• _O que fazer_
a – Indique se cada afirmação concorda com o trecho, respondendo sim ou não e citando literalmente as palavras do trecho que decidem a questão: (i) a decisão da câmara foi tomada por unanimidade; (ii) Delmires de Oliveira Braga foi condenado a cumprir a pena em regime aberto; (iii) Fernando Gonçalves dos Santos também foi absolvido.
b – Transcreva do trecho a passagem que vai de "89, da Lei 8.666/93, por uma" até "350.058,29).".

• _Trecho fornecido_
┄┄┄┄┄┄┄┄┄┄

ACORDAM os Desembargadores da Terceira Câmara Criminal do Tribunal
de Justiça do Estado do Rio de Janeiro, por unanimidade, em rejeitar
a preliminar e, no mérito, pelo provimento do recurso para absolver
os apelantes Sinval Drummond Andrade e Delmires de Oliveira Braga, na
forma do art. 386, VII, do CPP e, em vista do efeito devolutivo
recursal, absolver também o réu Fernando Gonçalves dos Santos, ex
officio, por igual fundamento, tudo nos termos do voto da Relatora.
R
E L A T Ó R I O
O
réu Sinval Drummond Andrade foi condenado pela prática do crime
previsto no art. 89, da Lei 8.666/93, por duas vezes, e pela prática
do crime previsto no art. 312, do CP, por três vezes, na forma do
art. 69 do CP, à uma pena de 21 anos e 08 meses de reclusão em
regime fechado, e ao pagamento de 34 dias–multa e a multa
de 106.274,71 UFIR-RJ (R$ 350.058,29) e o réu Delmires de
Oliveira Braga foi condenado pela prática do crime previsto no art.
89, da Lei 8.666/93, por uma vez, e pela prática do crime previsto
no art. 312, do CP, por duas vezes, na forma do art. 69 do CP, à uma
pena de 18 anos, 05 meses de reclusão, em regime fechado, e ao
pagamento de 30 dias–multa e a multa de 106.274,71 UFIR-RJ (R$
350.058,29).

┄┄┄┄┄┄┄┄┄┄

• _Dados brutos_
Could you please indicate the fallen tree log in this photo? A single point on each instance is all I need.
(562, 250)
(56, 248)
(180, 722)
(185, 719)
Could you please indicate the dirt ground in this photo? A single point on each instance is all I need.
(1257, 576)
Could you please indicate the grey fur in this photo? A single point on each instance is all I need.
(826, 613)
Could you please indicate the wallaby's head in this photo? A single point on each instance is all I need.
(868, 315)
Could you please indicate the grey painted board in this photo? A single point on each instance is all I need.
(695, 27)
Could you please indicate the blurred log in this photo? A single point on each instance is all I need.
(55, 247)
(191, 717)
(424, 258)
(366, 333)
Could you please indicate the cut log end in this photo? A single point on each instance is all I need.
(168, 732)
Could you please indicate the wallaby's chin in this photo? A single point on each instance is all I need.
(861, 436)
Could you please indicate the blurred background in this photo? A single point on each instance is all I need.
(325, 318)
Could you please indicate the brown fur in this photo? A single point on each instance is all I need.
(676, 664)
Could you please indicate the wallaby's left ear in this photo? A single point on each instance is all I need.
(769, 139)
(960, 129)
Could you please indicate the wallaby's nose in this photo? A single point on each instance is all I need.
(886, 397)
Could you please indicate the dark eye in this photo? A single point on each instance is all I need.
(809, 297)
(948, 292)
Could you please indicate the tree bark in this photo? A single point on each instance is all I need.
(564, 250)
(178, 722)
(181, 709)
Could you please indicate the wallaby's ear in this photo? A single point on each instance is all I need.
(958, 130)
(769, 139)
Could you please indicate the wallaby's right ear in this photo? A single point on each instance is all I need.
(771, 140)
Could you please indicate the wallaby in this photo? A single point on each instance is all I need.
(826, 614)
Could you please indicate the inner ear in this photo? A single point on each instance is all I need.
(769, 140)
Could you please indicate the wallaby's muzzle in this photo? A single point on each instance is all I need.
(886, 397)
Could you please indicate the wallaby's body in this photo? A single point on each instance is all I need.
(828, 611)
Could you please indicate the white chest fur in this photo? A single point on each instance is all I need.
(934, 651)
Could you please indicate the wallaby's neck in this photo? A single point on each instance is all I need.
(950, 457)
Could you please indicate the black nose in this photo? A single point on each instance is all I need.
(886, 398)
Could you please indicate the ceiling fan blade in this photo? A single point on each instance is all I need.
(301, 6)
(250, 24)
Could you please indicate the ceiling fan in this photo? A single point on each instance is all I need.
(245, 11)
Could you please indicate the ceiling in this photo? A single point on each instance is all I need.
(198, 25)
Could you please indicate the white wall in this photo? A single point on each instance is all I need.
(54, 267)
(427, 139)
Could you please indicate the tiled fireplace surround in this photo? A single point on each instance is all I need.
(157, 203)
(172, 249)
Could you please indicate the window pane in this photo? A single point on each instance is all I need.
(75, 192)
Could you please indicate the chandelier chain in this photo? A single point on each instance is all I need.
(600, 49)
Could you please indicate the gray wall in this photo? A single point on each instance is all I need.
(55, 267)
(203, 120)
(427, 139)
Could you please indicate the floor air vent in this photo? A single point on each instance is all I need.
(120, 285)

┄┄┄┄┄┄┄┄┄┄

• _Respostas dos exercícios_
a –
(i) Sim: "por unanimidade".
(ii) Não: "pena de 18 anos, 05 meses de reclusão, em regime fechado".
(iii) Sim: "absolver também o réu Fernando Gonçalves dos Santos".

b –
89, da Lei 8.666/93, por uma vez, e pela prática do crime previsto
no art. 312, do CP, por duas vezes, na forma do art. 69 do CP, à uma
pena de 18 anos, 05 meses de reclusão, em regime fechado, e ao
pagamento de 30 dias–multa e a multa de 106.274,71 UFIR-RJ (R$
350.058,29).